▸ **Exercícios**
**A)** Transcreva todas as frases do trecho sobre o Imus que terminam em ponto de interrogação, na ordem em que aparecem.
**B)** No trecho sobre o Imus, copie sem alterações tudo o que vai de "Com a experiência" até "planejamento e gestão.".

▸ **Trecho para leitura**
O Imus é bastante robusto e contempla todo o espectro da mobilidade urbana, com seus 87 indicadores. Entretanto, notamos que o poder público ainda não disponibiliza ou não dispõe de todos os dados necessários para compor o índice, mesmo entre as capitais. Para a senhora, é frustrante de alguma forma notar que, 14 anos após a criação, ainda não se consegue produzir o Imus integralmente? Entendo que é um processo e que há evolução constante nas abordagens. Há tempo de maturação e de assimilação. As tecnologias para coleta e monitoração de dados evoluíram bastante desde a concepção do Imus. A publicidade destes também. A disposição, o armazenamento e a manipulação desses dados envolvem esforços significativos em termos de investimentos, tecnologia e corpo técnico. E isso ainda não está acessível a muitas cidades.

Com os avanços tecnológicos, acredito que a disponibilidade de dados será ampliada. E, além de disseminação, as novas tecnologias também permitem melhorar a coleta e o monitoramento de dados em áreas urbanas.

A pandemia da Covid-19 trouxe desafios extras para os planejadores em termos de coleta de dados, especialmente em relação a pesquisas de Origem e Destino de base domiciliar. Mas isso também proporcionou enormes oportunidades de desenvolvimento de novas técnicas de coleta, a partir do uso da tecnologia.

Com a experiência adquirida ao longo dos anos, quais mudanças proporia no Imus? Reduziria o número de indicadores, por exemplo? Ou até ampliaria, de alguma maneira? O Imus foi proposto num contexto de absorção de conceitos e início de discussões sobre mobilidade urbana sustentável no Brasil. De lá para cá, esses conceitos já foram bastante consolidados. Além disso, já dispomos de um arcabouço regulatório bem mais amplo; as cidades estão muito mais engajadas na elaboração de seus planos de mobilidade e demais instrumentos de planejamento e gestão.

Houve um avanço tecnológico muito grande e, como decorrência, surgiram novos serviços de mobilidade amparados justamente nesta tecnologia.

Acredito que o índice possa ser reduzido e também atualizado, de forma a refletir as mudanças observadas a partir de 2008 nas cidades brasileiras. A prática do home office nas grandes cidades, institucionalizado durante a pandemia e que permaneceu mesmo após a volta aos escritórios, também poderia ser endereçada na eventual atualização.

Pedestres caminham pela avenida dos Portugueses, na Vila Embratel, periferia de São Luís (MA) - Rubens Cavallari - 24.mai.2022/Folhapress

De que maneira a produção de dados poderia ajudar as prefeituras a resolverem seus problemas de mobilidade no dia a dia? Dados são fundamentais para se conhecer os problemas das cidades e sua evolução ao longo do tempo. Dados também permitem o embasando de planos e aproveitamento de oportunidades.

▸ **Material fornecido**

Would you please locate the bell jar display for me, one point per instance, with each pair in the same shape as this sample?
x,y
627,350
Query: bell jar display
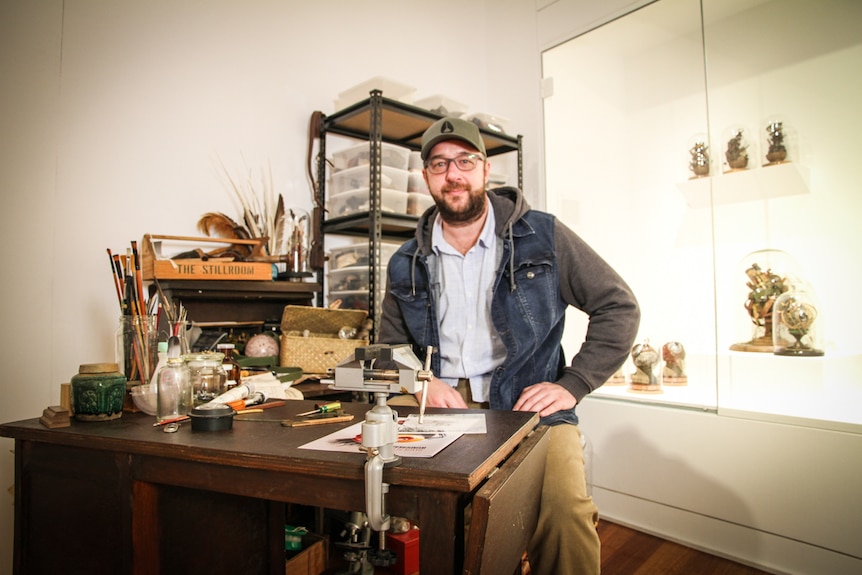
x,y
769,274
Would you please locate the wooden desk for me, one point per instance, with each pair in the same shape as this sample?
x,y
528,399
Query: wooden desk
x,y
124,497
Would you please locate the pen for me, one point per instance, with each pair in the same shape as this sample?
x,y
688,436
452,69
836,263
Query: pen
x,y
174,420
323,408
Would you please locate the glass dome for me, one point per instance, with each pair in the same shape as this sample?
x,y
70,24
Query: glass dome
x,y
795,330
769,274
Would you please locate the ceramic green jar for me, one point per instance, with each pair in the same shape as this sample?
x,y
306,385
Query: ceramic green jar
x,y
98,392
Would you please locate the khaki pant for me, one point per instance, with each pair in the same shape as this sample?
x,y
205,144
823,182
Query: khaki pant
x,y
566,541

▸ **Respostas por exercício**
**A)**
Para a senhora, é frustrante de alguma forma notar que, 14 anos após a criação, ainda não se consegue produzir o Imus integralmente?
Com a experiência adquirida ao longo dos anos, quais mudanças proporia no Imus?
Reduziria o número de indicadores, por exemplo?
Ou até ampliaria, de alguma maneira?
De que maneira a produção de dados poderia ajudar as prefeituras a resolverem seus problemas de mobilidade no dia a dia?

**B)**
Com a experiência adquirida ao longo dos anos, quais mudanças proporia no Imus? Reduziria o número de indicadores, por exemplo? Ou até ampliaria, de alguma maneira? O Imus foi proposto num contexto de absorção de conceitos e início de discussões sobre mobilidade urbana sustentável no Brasil. De lá para cá, esses conceitos já foram bastante consolidados. Além disso, já dispomos de um arcabouço regulatório bem mais amplo; as cidades estão muito mais engajadas na elaboração de seus planos de mobilidade e demais instrumentos de planejamento e gestão.